§ **Exercise**
From the line containing "Mark a point on each instance of the sunlit" to the last line of the records, please reproduce every line exactly and nothing more.

-=-=-

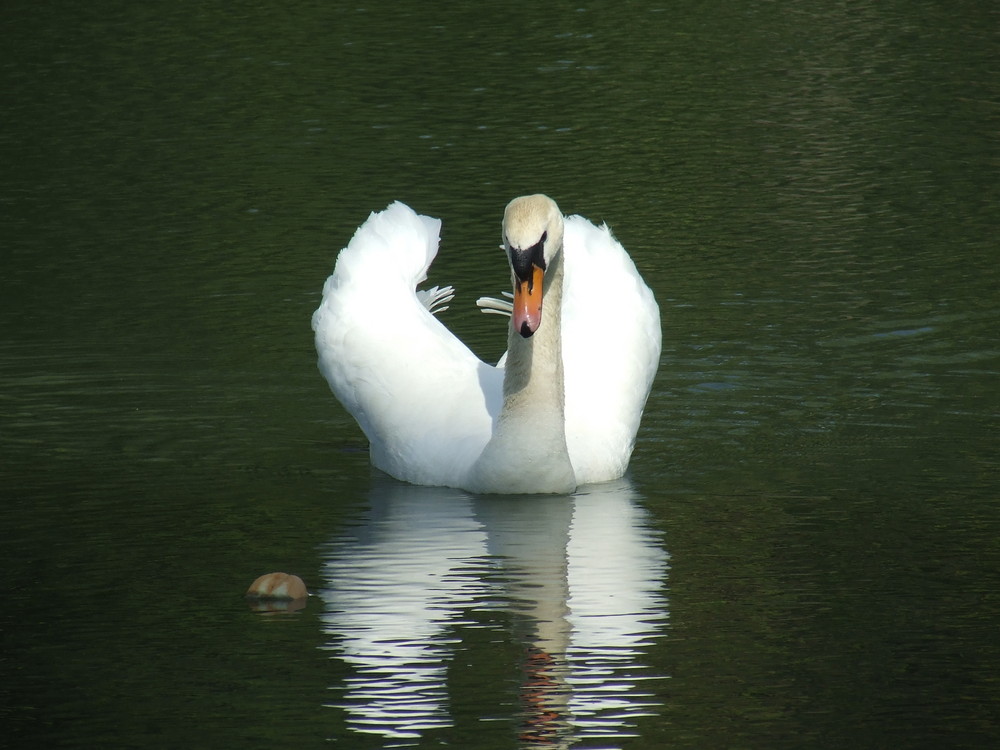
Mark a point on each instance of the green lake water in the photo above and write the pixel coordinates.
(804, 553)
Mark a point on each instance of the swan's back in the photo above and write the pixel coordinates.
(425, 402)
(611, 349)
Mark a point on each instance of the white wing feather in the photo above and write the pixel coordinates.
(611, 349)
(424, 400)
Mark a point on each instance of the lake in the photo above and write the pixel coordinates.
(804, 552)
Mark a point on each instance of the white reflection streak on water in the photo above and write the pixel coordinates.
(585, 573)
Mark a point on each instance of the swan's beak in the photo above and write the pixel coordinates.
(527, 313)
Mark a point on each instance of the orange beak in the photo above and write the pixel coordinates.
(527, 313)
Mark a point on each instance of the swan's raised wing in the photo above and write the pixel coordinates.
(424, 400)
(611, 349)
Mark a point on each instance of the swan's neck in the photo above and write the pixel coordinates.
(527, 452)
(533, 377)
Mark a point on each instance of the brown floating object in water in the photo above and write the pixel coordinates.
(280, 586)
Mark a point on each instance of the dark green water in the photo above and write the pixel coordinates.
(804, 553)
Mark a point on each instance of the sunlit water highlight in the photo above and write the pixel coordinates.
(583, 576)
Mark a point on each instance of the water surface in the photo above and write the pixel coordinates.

-=-=-

§ **Exercise response**
Mark a point on each instance of the sunlit water highlight in the photo above and write the pixel coordinates.
(583, 576)
Mark a point on each instance of the water surface in the photo above and write the pixel coordinates.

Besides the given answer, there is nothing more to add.